- _Given text_:
☆ ☆ ☆ ☆ ☆
[ale] Fedora 13 DNS weirdness
Joe Knapka
jknapka at kneuro.net
Mon Aug 9 00:20:53 EDT 2010
Thanks, Jim. Since Slackware is pissing me off by not even recognizing
my wifi card, I'm going back to F13 for a bit.
Was there some obvious place I could have found out about the need to
restart nscd when moving between networks? (And for the love of all
that's holy, why doesn't the all-singing, all-dancing Network Manager
just do that automatically?) I googled my ass off without achieving any
enlightenment.
On 08/09/2010 09:39 AM, Jim Kinney wrote:
> 'service nscd restart' is required when manually changing or resetting
> the name services supply. Once nscd is restarted on the new network,
> it should float happily between the two known networks seamlessly.
>
> if not: summit a bug as it should auto-update from a change in
> networkmanager _especially_ from the wireless portion.
☆ ☆ ☆ ☆ ☆
- _Dataset section_:

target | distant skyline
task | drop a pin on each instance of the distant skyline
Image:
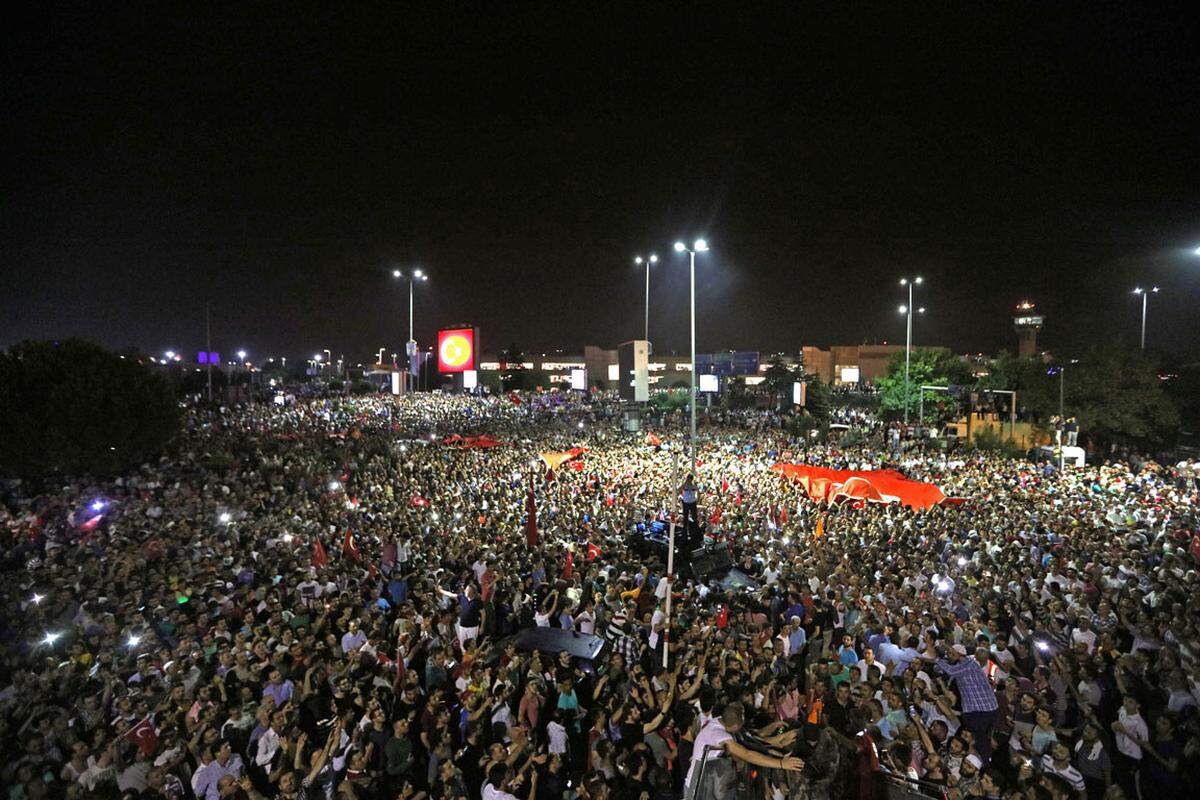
☆ ☆ ☆ ☆ ☆
Copy out the entire mailing-list message about Fedora 13 DNS, reproducing every line from the header through the quoted reply without any changes.

- _Final result_:
[ale] Fedora 13 DNS weirdness
Joe Knapka
jknapka at kneuro.net
Mon Aug 9 00:20:53 EDT 2010
Thanks, Jim. Since Slackware is pissing me off by not even recognizing
my wifi card, I'm going back to F13 for a bit.
Was there some obvious place I could have found out about the need to
restart nscd when moving between networks? (And for the love of all
that's holy, why doesn't the all-singing, all-dancing Network Manager
just do that automatically?) I googled my ass off without achieving any
enlightenment.
On 08/09/2010 09:39 AM, Jim Kinney wrote:
> 'service nscd restart' is required when manually changing or resetting
> the name services supply. Once nscd is restarted on the new network,
> it should float happily between the two known networks seamlessly.
>
> if not: summit a bug as it should auto-update from a change in
> networkmanager _especially_ from the wireless portion.